[Opening Provided text section]

Longstreet moves on and runs into Pickett and the other officers. Longstreet speaks with Armistead, who is disgusted by the fact that Fremantle thinks the Confederacy is fighting for slavery. Longstreet shrugs—he believes that the war is indeed about slavery, though that is not why he personally is fighting.

Armistead is old friends with Winfield Hancock, a Union general whom Longstreet fought earlier in the day. Armistead says that he had once vowed to Hancock that if he ever raised his hand against Hancock, then God may strike Armistead dead.

Eventually, the two men return to the party with the other officers, and forget their troubles for a few hours.

Summary—Chapter 6: Lee

Late evening, Confederate camp. Lee considers his options for the following day. He recalls how he had once vowed to defend the very land he was attacking, when he was part of the whole United States army. Lee reflects on his past, and he tries to decide what to do. He considers a retreat, but realizes he has never seen men fight well after a retreat. He also knows his own army will never be stronger.

Stuart appears, having been sent for by Lee. Lee gently but firmly chastises the cavalry leader for joyriding and leaving him blind. Stuart tries to resign from his commission, but Lee will not accept his resignation and tells him to get back to work.

[Closing Provided text section]
[Opening The data section]

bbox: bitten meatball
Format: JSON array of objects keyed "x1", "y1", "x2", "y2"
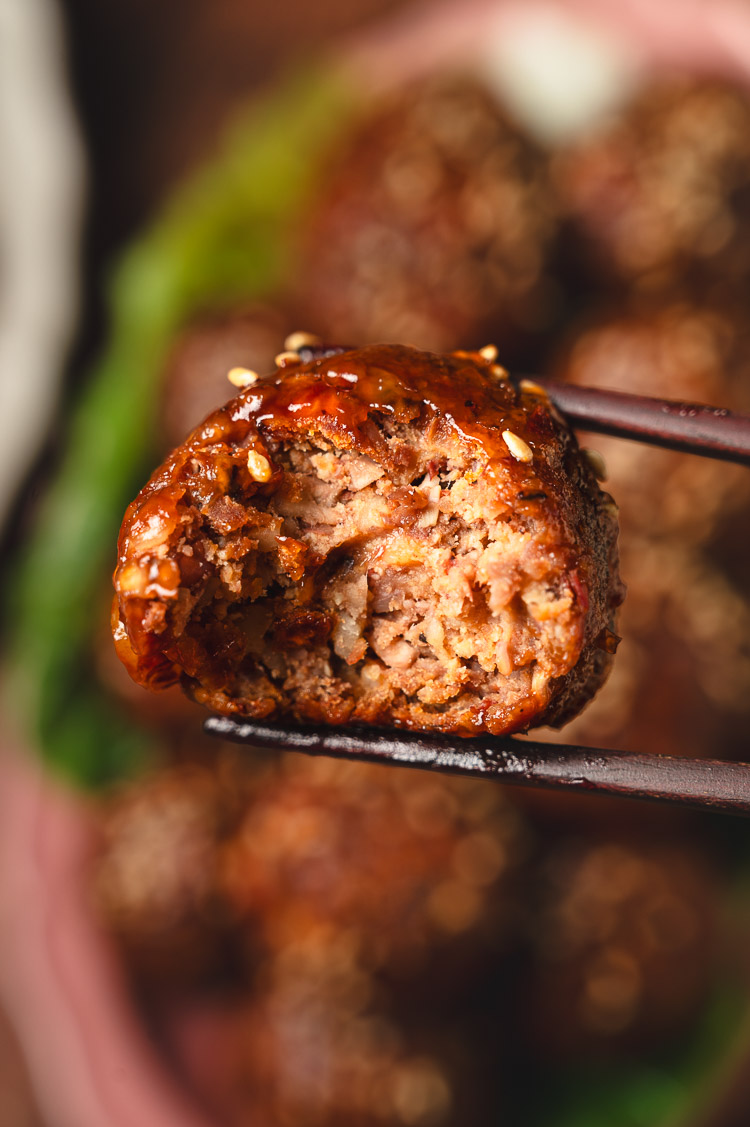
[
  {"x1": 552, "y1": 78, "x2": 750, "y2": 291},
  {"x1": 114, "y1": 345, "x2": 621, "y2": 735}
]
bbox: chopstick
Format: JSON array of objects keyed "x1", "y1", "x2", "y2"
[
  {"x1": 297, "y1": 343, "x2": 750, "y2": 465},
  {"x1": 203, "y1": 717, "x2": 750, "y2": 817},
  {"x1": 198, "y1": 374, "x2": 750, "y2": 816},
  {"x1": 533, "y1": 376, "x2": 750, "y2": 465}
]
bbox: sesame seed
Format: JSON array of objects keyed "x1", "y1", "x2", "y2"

[Closing The data section]
[Opening The data section]

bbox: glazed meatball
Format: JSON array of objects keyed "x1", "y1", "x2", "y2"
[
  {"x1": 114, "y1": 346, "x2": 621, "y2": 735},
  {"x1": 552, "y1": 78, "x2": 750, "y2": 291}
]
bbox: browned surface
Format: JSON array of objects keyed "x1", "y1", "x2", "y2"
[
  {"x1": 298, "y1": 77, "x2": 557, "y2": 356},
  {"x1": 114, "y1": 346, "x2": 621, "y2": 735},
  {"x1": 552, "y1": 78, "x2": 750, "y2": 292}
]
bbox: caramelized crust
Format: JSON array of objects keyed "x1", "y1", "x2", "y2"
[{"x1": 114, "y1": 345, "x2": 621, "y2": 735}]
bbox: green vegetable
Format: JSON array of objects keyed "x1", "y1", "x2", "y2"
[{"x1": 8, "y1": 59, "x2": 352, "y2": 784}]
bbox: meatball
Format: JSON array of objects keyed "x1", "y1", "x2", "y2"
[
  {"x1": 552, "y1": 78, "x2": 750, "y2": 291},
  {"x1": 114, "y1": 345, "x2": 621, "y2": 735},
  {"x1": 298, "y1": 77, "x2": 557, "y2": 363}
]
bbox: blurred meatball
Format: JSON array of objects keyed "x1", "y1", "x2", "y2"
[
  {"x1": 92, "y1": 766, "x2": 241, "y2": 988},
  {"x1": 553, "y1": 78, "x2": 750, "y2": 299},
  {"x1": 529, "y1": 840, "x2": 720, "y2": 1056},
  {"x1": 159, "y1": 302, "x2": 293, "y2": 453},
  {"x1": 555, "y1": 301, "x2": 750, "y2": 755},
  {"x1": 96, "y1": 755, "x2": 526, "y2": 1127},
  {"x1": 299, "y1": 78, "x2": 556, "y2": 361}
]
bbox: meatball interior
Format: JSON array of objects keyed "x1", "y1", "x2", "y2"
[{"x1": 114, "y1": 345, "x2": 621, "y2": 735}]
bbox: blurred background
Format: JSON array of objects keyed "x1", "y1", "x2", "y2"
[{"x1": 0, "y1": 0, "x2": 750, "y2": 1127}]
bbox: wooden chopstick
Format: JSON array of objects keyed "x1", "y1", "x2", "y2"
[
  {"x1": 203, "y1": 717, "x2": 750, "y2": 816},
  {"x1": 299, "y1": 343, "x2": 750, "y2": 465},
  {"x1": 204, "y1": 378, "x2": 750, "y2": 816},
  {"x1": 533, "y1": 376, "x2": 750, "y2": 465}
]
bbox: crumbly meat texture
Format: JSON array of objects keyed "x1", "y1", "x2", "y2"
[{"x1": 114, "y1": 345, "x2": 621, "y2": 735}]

[Closing The data section]

• **Exercise goal**: Say whether each statement agrees with the summary, answering yes or no and quoting the words from the summary that decide it: (a) Longstreet thinks the war is about slavery. (b) Lee accepts Stuart's resignation. (c) Lee expects his army to grow stronger later.

• **Answer to this problem**:
(a) Yes: "he believes that the war is indeed about slavery"
(b) No: "Lee will not accept his resignation"
(c) No: "He also knows his own army will never be stronger."